## start
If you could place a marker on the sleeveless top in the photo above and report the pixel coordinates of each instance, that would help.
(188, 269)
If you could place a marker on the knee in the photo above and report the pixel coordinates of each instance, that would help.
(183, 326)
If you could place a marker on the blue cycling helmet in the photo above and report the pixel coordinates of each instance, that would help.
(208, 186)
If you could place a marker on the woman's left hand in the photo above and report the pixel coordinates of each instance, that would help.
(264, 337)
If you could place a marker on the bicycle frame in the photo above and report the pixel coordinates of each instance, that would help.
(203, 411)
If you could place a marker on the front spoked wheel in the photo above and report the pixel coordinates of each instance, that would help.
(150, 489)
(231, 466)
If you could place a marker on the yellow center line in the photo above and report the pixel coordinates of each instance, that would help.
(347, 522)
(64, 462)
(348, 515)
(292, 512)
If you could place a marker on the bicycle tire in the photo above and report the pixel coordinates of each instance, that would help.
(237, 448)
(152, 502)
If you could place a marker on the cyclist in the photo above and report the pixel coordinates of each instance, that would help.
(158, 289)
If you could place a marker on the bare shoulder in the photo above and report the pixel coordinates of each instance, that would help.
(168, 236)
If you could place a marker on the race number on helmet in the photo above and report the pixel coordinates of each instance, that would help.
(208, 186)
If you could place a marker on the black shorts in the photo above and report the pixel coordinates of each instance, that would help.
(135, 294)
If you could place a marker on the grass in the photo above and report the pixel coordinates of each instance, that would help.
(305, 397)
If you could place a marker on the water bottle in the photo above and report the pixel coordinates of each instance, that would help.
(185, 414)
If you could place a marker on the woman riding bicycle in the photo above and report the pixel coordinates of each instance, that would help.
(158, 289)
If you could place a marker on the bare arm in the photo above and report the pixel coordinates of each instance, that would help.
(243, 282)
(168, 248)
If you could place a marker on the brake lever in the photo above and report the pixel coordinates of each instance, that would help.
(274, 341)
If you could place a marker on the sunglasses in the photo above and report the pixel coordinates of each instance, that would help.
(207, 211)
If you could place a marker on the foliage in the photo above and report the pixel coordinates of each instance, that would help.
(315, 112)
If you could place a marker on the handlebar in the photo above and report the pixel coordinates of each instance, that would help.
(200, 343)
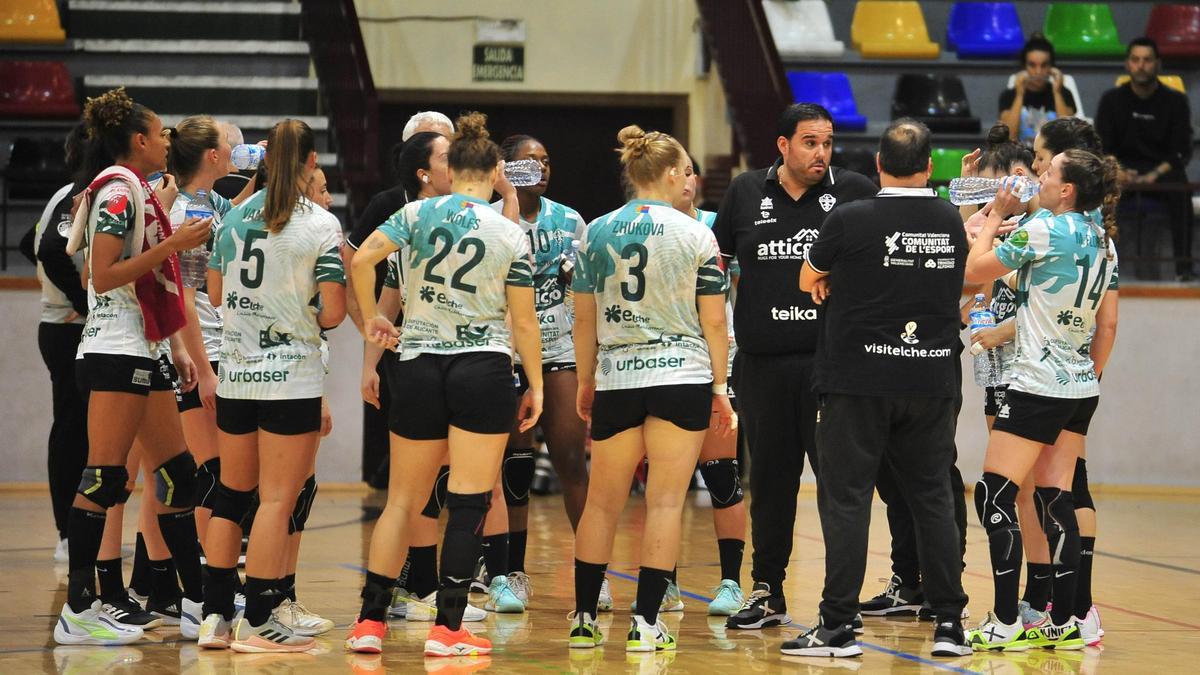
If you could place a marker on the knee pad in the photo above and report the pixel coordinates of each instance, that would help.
(232, 505)
(208, 475)
(1079, 487)
(723, 481)
(304, 506)
(438, 494)
(175, 481)
(516, 476)
(105, 485)
(467, 512)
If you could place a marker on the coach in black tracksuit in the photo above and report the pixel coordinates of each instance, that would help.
(768, 220)
(889, 270)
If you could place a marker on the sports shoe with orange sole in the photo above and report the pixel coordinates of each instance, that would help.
(366, 637)
(444, 641)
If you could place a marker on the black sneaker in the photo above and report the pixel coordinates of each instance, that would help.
(820, 640)
(949, 640)
(894, 601)
(127, 611)
(761, 609)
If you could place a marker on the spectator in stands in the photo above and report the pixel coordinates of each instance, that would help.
(1038, 93)
(1149, 127)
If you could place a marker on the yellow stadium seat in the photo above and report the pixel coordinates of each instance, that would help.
(1173, 81)
(887, 29)
(30, 21)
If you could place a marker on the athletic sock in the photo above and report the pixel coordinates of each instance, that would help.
(588, 580)
(84, 532)
(139, 579)
(496, 555)
(423, 573)
(516, 550)
(652, 585)
(220, 585)
(179, 532)
(1084, 584)
(112, 585)
(259, 599)
(376, 597)
(1038, 579)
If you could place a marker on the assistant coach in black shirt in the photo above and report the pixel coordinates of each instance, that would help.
(768, 220)
(889, 270)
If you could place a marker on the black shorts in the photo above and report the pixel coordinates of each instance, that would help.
(129, 375)
(191, 400)
(687, 406)
(522, 382)
(994, 398)
(472, 392)
(1042, 418)
(286, 417)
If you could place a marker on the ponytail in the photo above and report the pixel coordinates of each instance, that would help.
(289, 144)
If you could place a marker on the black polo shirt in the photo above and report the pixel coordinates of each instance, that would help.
(769, 233)
(895, 266)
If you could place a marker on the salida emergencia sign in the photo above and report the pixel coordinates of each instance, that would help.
(496, 63)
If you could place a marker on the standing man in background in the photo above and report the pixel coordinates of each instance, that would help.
(768, 220)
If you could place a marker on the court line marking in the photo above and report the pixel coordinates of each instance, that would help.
(873, 646)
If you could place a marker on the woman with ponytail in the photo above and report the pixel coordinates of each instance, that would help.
(661, 353)
(133, 306)
(1066, 274)
(466, 268)
(276, 269)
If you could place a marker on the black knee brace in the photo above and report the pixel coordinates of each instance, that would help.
## end
Rewrite the data with every "marker" changed to "pin" and everything else left as it is. Leave the pictures out of your answer.

If you could place a pin on the sleeveless top in the photo above and report the pixel coordinates of each instance, that would help.
(188, 269)
If you could place a pin on the knee in the photo above and report the pixel coordinates of each instance, that would help.
(183, 326)
If you could place a pin on the blue cycling helmet in the photo above and report the pixel coordinates of each instance, that would help.
(208, 186)
If you could place a pin on the woman's left hand in the photo above and report the pixel coordinates of each instance, that would help.
(264, 337)
If you could place a pin on the bicycle frame in the photo above and report the pixel coordinates of each instance, that would help.
(203, 411)
If you could place a pin on the front spoked wheel in the photo above and report the pixel coordinates of each instance, that would help.
(150, 489)
(231, 466)
If you could place a pin on the yellow center line in the photo above and report the pixel coordinates of each instance, that would help.
(347, 522)
(64, 462)
(348, 515)
(292, 512)
If you could place a pin on the bicycle tire in the photo above and report the pixel coordinates of each instance, that would help.
(237, 448)
(152, 502)
If you could place a pin on the cyclist in the photo above and report the pixel coordinates of each instance, that would help.
(158, 289)
If you could place a pin on the bare shoulder in the photo above and report the pixel coordinates of each instance, that would help.
(168, 236)
If you could place a pin on the race number on helmet in the photo above and report the pixel coordinates of each instance, that would help.
(208, 186)
If you could place a pin on the black shorts in the photo above and report the pixel coordinates of each instance, that would help.
(135, 294)
If you could place a pin on the grass in the photo above and report the pixel coordinates of each instance, that would help.
(305, 397)
If you could place a pin on the water bottle in the photo above and report the pixel coordinates of each instance, that would help.
(185, 414)
If you could place a pin on the woman riding bicycle in the photo above and report the pixel coordinates of each instance, that would help.
(158, 289)
If you could place a pin on the bare arm in the photo above and report the pixel coordinates of each instance, that would help.
(243, 282)
(168, 248)
If you could place a pin on the brake lever in the photo above and report the pixel coordinates of each instance, that would help.
(274, 341)
If you could place a pin on the sunglasses in the photo above and report the pixel coordinates of each instance, that would help.
(207, 211)
If you could place a pin on the foliage in the photo above and report the pixel coordinates of each instance, that would help.
(315, 112)
If you could place a pin on the handlebar in the photo above and report the pixel coordinates of each instance, that would help.
(200, 343)
If you could place a pin on the knee pad in the photo above and report the pixel coordinates of each instance, that would help.
(232, 505)
(208, 475)
(1079, 487)
(723, 481)
(304, 506)
(438, 494)
(175, 481)
(516, 476)
(105, 485)
(467, 512)
If you could place a pin on the coach in black tracksuit in the photo above and report the pixel coordinates of each instance, that would help.
(768, 220)
(889, 270)
If you could place a pin on the sports shoe with orange sole in the photo above and report the pixel coordinates of each instance, that would help.
(366, 637)
(444, 641)
If you could place a pin on the black sneaker in the photo above and report the pixel coordinates of each instance, that would help.
(820, 640)
(949, 640)
(894, 601)
(127, 611)
(761, 609)
If you could place a pin on the spectator in stands in the photo above and report the pixel coordinates of each instance, that would help.
(1038, 93)
(1149, 127)
If you could place a pin on the yellow stadium seat in the photo above and report the pixel coordinates of each instance, that would help.
(1173, 81)
(887, 29)
(30, 21)
If you could place a pin on the athletic sock in the photo above and report the pixel coordinates of each instance, that would help.
(588, 580)
(84, 532)
(139, 579)
(496, 555)
(423, 573)
(516, 550)
(652, 585)
(220, 585)
(179, 532)
(1084, 584)
(112, 585)
(259, 599)
(376, 597)
(1038, 579)
If you could place a pin on the assistant coach in black shirt in the photo above and report the pixel coordinates of each instance, that would help.
(768, 220)
(889, 270)
If you could place a pin on the black shorts in the photo above and report the pixel coordinates of each instance, that would help.
(129, 375)
(191, 400)
(687, 406)
(522, 382)
(994, 398)
(472, 392)
(1042, 418)
(286, 417)
If you could place a pin on the ponytail in the photo above and report the pixel coordinates of each instance, that would help.
(289, 144)
If you could place a pin on the black polo shirt in the photo above and report the pixel coordinates of each instance, that would help.
(769, 233)
(895, 266)
If you could place a pin on the salida emergencia sign in the photo above and report the pixel coordinates of each instance, that would help.
(496, 63)
If you could place a pin on the standing man in background in the photo above and report the pixel coordinates of each instance, that would help.
(768, 220)
If you could place a pin on the court line marking in the photo above and report the pixel coordinates of each instance, that would help.
(873, 646)
If you could place a pin on the woman with ponytail in the photo above and report the pixel coordinates of each instance, that would help.
(661, 353)
(133, 306)
(1066, 274)
(466, 268)
(276, 269)
If you could place a pin on the black knee brace in the photo above and report the pixel coordinates of each instance, that would help.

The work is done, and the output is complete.